Duplicate all of the records below word for word. Leave the pictures out of your copy.
* Begin Input material *
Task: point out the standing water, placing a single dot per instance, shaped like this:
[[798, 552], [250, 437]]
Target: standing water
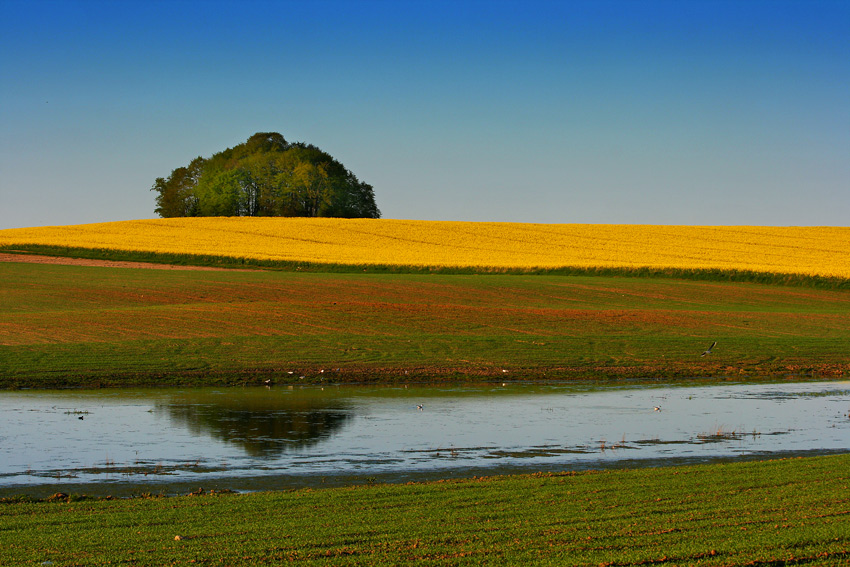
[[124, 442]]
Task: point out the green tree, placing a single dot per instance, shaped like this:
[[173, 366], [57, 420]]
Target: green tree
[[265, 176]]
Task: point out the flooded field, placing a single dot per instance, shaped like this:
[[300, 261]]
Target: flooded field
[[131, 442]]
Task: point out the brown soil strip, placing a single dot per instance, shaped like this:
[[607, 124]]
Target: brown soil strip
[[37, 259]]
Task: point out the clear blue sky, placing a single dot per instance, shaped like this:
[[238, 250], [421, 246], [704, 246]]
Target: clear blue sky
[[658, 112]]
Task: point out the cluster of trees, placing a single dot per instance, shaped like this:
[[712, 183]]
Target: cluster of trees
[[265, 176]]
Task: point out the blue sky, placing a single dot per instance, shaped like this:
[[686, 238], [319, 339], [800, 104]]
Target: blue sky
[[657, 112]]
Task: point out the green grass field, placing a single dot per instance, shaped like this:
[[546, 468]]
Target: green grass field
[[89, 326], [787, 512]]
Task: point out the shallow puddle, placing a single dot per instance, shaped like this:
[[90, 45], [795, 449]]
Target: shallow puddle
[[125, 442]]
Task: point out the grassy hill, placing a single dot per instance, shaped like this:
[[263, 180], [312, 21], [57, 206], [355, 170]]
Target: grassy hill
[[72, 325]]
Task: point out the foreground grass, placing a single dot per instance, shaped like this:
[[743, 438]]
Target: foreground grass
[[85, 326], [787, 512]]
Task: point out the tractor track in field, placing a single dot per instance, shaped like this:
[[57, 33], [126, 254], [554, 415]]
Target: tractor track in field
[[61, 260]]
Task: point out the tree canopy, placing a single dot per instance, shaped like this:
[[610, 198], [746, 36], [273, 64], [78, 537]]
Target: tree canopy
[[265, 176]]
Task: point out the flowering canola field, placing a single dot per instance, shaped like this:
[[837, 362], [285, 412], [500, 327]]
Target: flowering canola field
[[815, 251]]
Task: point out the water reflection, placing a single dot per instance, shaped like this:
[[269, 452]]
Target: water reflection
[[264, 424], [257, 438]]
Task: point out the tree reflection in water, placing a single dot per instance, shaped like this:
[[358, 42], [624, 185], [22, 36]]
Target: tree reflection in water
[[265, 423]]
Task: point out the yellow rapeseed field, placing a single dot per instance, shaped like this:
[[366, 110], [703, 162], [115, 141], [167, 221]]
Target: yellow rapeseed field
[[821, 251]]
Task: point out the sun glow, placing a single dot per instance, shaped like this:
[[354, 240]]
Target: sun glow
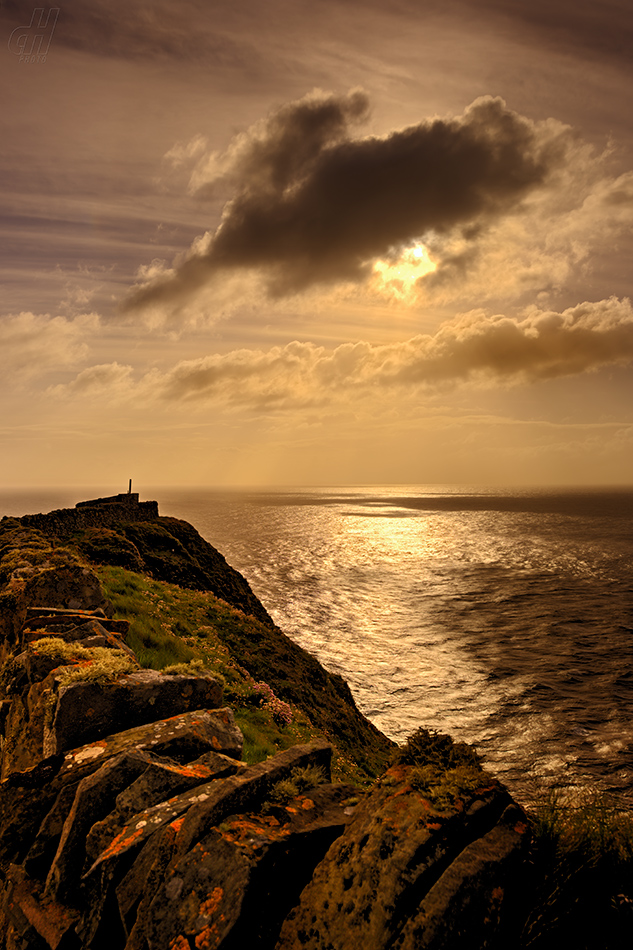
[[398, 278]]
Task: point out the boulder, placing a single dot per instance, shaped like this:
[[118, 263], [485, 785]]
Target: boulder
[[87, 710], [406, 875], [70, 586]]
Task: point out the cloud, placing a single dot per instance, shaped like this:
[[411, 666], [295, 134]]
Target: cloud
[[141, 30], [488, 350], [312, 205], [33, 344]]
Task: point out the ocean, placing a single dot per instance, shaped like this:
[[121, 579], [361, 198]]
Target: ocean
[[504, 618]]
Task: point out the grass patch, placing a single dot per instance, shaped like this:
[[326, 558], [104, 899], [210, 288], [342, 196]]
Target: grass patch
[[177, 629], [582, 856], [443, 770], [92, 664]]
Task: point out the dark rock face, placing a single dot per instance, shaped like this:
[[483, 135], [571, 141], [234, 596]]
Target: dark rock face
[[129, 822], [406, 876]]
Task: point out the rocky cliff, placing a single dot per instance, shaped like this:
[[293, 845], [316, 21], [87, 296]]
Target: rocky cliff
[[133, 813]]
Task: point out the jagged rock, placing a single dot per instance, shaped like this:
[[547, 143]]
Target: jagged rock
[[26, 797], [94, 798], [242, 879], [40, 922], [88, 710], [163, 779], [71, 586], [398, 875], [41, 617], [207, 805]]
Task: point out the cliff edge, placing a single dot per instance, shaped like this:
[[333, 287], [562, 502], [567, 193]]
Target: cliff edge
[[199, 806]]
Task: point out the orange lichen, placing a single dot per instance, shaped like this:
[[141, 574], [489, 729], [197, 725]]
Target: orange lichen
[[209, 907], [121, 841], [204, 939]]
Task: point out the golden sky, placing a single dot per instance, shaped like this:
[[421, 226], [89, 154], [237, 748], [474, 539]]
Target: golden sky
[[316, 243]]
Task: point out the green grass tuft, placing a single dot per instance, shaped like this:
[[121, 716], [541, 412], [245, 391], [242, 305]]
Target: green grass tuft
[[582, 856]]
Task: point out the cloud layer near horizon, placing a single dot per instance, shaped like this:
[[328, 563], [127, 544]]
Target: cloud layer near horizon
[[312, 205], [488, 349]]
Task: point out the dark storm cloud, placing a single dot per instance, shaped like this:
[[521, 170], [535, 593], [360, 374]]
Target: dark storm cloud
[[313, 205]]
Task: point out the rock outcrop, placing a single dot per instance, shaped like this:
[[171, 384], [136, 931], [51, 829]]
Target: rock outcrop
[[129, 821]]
* End Input material *
Response
Task: point out the standing water, placing a single dot per instance, shaped like this:
[[798, 552], [250, 437]]
Target: standing water
[[124, 442]]
Task: point out the green tree, placing a single dot per instance, shaped like this:
[[173, 366], [57, 420]]
Target: green tree
[[265, 176]]
Task: point out the flooded field, placing a single dot per instance, shaped like this:
[[300, 261]]
Target: flooded field
[[131, 442]]
Task: point out the brown soil strip, placing a single dot per instance, shaped like this:
[[607, 124]]
Target: brown soil strip
[[37, 259]]
Task: point out the clear blue sky, placing a single dot per instance, shaped like this:
[[238, 250], [421, 246], [704, 246]]
Target: clear blue sky
[[658, 112]]
Task: point out the cluster of trees, placing a single dot per instance, shaped like this:
[[712, 183]]
Target: cluster of trees
[[265, 176]]
Task: point out the blue sky, placing a single dot per instance, shaped like this:
[[686, 238], [319, 339], [800, 104]]
Target: blue sky
[[657, 112]]
Task: point out the green grass field, placing a single dot per instance, shaped like this:
[[546, 468]]
Target: green grass field
[[89, 326], [787, 512]]
Task: point out the shallow puddle, placing a single dot per instance, shaped like this:
[[90, 45], [795, 449]]
Target: shallow puddle
[[125, 442]]
Task: point out the grassy hill, placing a single dot per instance, shaped like this:
[[263, 180], [312, 21], [57, 206], [355, 170]]
Target: grassy hill
[[72, 325]]
Task: point out the foreground grass, placing a single dot per instance, shaped like this:
[[743, 438]]
Target: foreground grass
[[85, 326], [787, 512]]
Task: point out the tractor track in field, placing a single dot per instance, shaped like this:
[[57, 33], [126, 254], [554, 415]]
Target: tractor track in field
[[61, 260]]
Task: point out the tree canopy, placing a single dot per instance, shaped like this:
[[610, 198], [746, 36], [273, 64], [78, 537]]
Target: tree canopy
[[265, 176]]
Task: point out the flowering canola field, placing a single dot per instance, shaped like this:
[[837, 362], [285, 412], [500, 327]]
Target: flowering canola field
[[815, 251]]
Task: point out the water reflection, placing a single dot per instance, shaped like this:
[[269, 452]]
Target: water reflection
[[264, 424], [257, 438]]
Task: point out the tree reflection in water, placing a single dot per instance, shaped like this:
[[358, 42], [624, 185], [22, 36]]
Target: tree reflection in water
[[265, 423]]
Task: point out the yellow rapeseed field, placing a single dot per instance, shaped like this:
[[366, 110], [703, 162], [115, 141], [167, 221]]
Target: yellow rapeseed field
[[821, 251]]
Task: point out the sun glow, placing a single dot per instance, shaped like this:
[[354, 240]]
Target: sun glow
[[398, 278]]
Task: point out the boulder, placing a single dot per instance, shaped like this:
[[118, 263], [485, 785]]
Target: boulder
[[87, 710], [406, 875], [70, 586]]
Task: point out the cloud, placing a single dot per instance, shaped like this:
[[411, 666], [295, 134]]
Target: cloud
[[141, 30], [488, 350], [312, 205], [33, 344]]
Task: point out the ocean, placing a single dot per instance, shaped like this:
[[121, 579], [361, 198]]
Target: ocean
[[504, 618]]
Task: point out the grass patch, placing a single dot per instance, shaped like this:
[[326, 558], [104, 899], [210, 288], [342, 196]]
Target: grass patch
[[177, 629], [582, 856], [443, 770], [92, 664]]
Task: point out the dark rock face, placing a single dot per instance, shaped like this:
[[483, 135], [571, 141], [234, 596]]
Target: dark rock face
[[129, 822], [406, 876]]
Task: point out the rocky cliff, placing a single dot per instance, shaped like this:
[[293, 845], [316, 21], [87, 296]]
Target: rocky cliff
[[133, 813]]
Task: point out the jagged rock, placing a single dot per instance, shaped like this:
[[547, 143]]
Target: jagged rock
[[26, 797], [94, 798], [242, 879], [40, 922], [88, 710], [163, 779], [71, 586], [398, 875], [41, 617], [207, 805]]
Task: point out the cliff edge, placing a single dot per instance, shaped like this:
[[333, 287], [562, 502], [567, 193]]
Target: cliff edge
[[199, 806]]
Task: point out the orange lichen, placing a single dot per instance, shaped like this:
[[141, 574], [489, 729], [197, 725]]
Target: orange lichen
[[209, 907], [121, 841], [204, 939]]
Task: point out the golden sky, placing a single dot per instance, shaped like this:
[[421, 226], [89, 154], [237, 748], [474, 539]]
Target: golden sky
[[316, 243]]
Task: point out the green grass tuft, placing a single dot per instance, shaped like this:
[[121, 716], [541, 412], [245, 391], [242, 305]]
Target: green grass tuft
[[582, 856]]
Task: point out the cloud layer near horizon, placing a single dot per instance, shaped like this:
[[328, 563], [127, 544]]
Target: cloud layer near horizon
[[312, 205], [488, 349]]
Task: point out the dark storm cloud, placing a single dot per instance, shaped like this:
[[521, 170], [535, 593], [360, 374]]
Target: dark storm cloud
[[313, 205]]
Task: point out the rock outcrop, placing a single dot per instance, shaped like this:
[[171, 384], [136, 931], [51, 829]]
Target: rock outcrop
[[129, 821]]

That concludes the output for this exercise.